(Dataset items)
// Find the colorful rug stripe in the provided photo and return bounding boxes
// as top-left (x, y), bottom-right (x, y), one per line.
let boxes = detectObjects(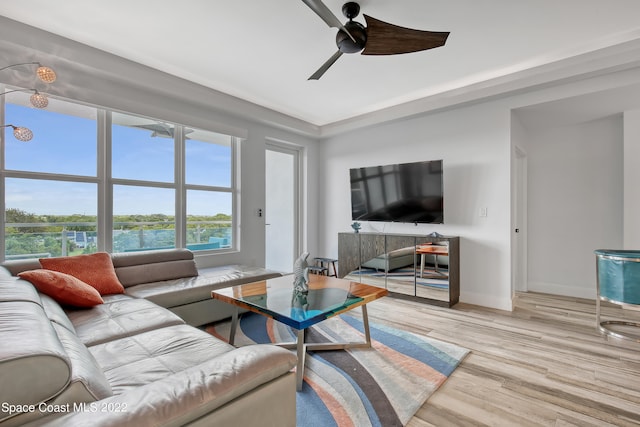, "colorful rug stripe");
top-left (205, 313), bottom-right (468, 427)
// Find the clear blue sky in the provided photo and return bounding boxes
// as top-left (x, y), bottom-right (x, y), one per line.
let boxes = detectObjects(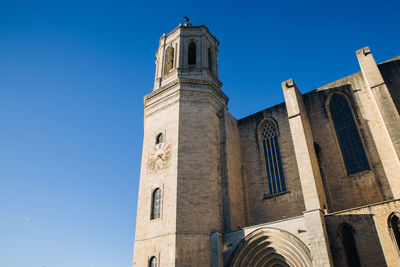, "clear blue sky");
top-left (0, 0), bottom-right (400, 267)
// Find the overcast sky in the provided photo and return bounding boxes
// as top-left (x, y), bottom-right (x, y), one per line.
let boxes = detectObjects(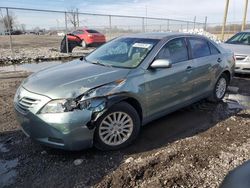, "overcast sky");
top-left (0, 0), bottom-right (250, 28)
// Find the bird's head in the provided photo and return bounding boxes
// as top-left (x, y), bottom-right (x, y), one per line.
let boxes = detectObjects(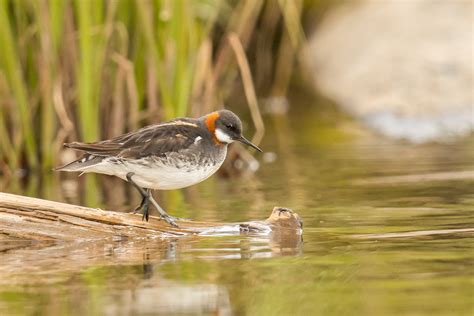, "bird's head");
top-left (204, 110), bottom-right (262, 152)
* * *
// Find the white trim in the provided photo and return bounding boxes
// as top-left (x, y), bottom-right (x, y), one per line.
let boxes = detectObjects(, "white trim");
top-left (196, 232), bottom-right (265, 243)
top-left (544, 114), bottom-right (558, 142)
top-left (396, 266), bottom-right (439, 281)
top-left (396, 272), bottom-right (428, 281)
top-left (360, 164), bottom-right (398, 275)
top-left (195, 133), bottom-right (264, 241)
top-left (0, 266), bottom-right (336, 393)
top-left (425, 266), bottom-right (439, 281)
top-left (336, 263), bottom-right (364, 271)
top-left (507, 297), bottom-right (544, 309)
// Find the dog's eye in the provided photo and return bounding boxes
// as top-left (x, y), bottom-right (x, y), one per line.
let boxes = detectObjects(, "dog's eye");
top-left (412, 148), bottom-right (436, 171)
* * *
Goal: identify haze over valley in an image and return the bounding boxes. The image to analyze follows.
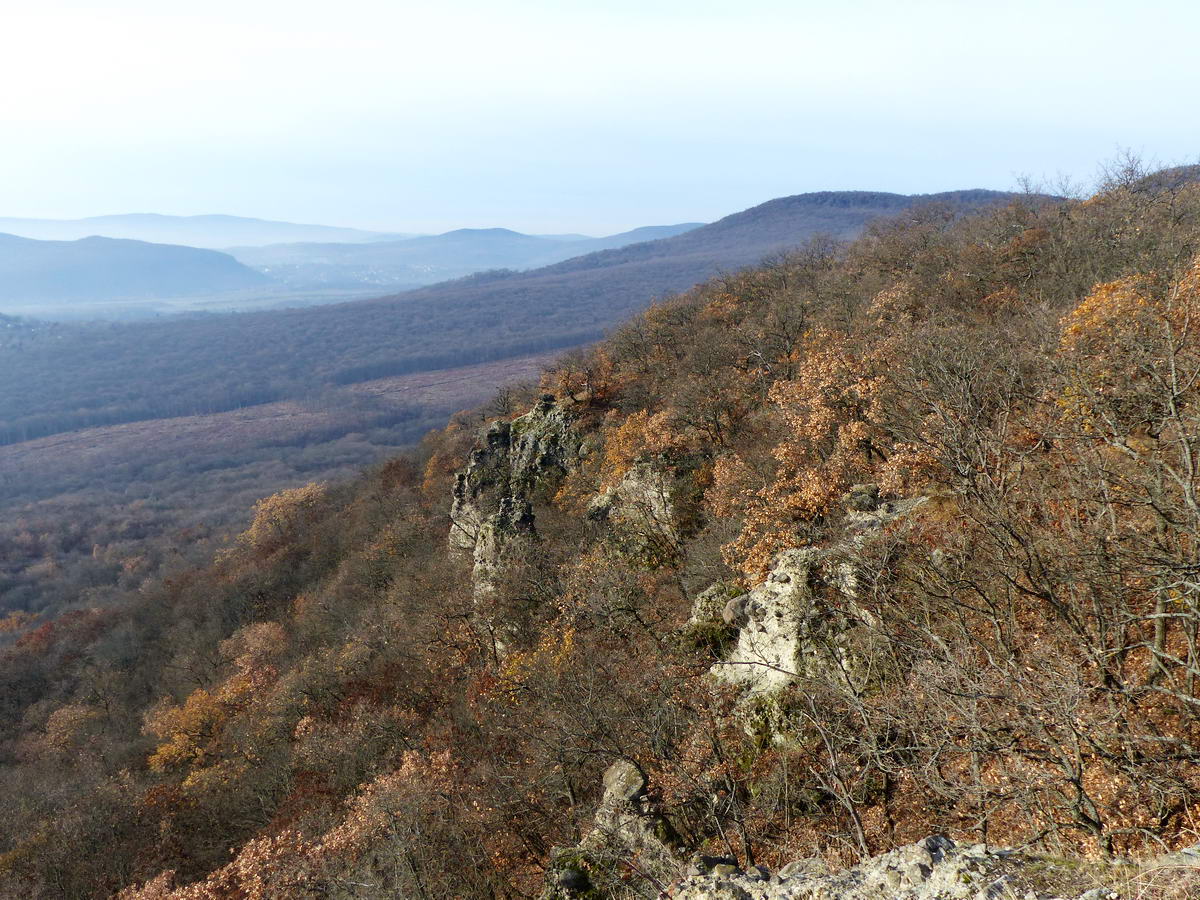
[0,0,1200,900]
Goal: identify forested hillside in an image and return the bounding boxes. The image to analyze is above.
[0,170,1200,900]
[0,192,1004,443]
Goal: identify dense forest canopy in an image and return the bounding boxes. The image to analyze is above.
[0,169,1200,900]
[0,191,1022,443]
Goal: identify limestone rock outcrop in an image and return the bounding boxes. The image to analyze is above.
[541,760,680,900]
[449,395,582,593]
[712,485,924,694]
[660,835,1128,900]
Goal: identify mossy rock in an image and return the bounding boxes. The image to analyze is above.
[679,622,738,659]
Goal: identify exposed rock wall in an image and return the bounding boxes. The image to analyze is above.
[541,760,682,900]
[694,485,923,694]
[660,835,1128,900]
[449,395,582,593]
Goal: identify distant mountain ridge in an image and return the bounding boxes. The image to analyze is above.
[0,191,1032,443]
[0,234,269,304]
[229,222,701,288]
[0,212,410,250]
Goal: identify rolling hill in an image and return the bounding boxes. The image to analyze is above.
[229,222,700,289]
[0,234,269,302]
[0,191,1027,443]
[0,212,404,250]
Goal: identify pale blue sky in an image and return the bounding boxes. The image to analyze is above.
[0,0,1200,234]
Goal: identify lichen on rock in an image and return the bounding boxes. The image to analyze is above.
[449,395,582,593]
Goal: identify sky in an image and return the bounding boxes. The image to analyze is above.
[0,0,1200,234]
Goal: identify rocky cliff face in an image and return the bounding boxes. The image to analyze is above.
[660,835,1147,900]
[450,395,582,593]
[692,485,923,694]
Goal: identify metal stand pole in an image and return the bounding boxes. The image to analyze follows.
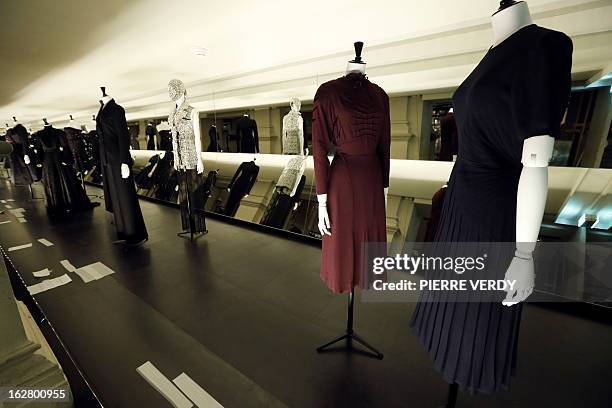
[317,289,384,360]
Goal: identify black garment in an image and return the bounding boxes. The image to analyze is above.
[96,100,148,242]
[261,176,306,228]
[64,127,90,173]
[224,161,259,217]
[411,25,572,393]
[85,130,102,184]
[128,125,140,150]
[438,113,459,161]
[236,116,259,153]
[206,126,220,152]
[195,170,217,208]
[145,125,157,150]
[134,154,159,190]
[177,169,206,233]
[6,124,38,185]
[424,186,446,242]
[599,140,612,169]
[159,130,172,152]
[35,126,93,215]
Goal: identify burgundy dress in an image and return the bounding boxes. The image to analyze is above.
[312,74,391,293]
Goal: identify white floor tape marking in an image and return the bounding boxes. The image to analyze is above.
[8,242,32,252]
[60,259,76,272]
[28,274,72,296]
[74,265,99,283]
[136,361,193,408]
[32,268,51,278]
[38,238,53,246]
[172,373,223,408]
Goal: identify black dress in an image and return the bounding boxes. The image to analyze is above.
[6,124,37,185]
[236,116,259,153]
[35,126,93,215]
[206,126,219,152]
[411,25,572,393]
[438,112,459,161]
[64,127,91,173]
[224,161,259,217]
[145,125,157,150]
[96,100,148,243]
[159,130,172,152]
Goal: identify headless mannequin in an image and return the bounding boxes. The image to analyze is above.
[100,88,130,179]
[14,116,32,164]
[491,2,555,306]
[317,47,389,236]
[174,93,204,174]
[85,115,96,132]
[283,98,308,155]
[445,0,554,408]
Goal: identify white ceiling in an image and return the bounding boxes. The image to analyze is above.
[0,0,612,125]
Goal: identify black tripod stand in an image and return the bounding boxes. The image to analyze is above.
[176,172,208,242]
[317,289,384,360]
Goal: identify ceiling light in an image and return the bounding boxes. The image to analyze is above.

:: REQUEST ::
Can you rewrite the items from the line with "Goal: identify exposed" up to and including the line with "[0,212,410,250]", swapping "exposed rock wall" for "bare cliff face" and leaving everything else unchanged?

:: FINISHED TASK ::
Goal: identify bare cliff face in an image and return the bounding boxes. The image to analyze is above.
[541,760,682,900]
[694,485,923,694]
[660,835,1128,900]
[449,395,582,593]
Goal: identify distant mountain ridge in an image and return the bounding boxes. The image to analyze is above.
[0,191,1032,443]
[0,234,269,304]
[229,222,701,288]
[0,212,410,250]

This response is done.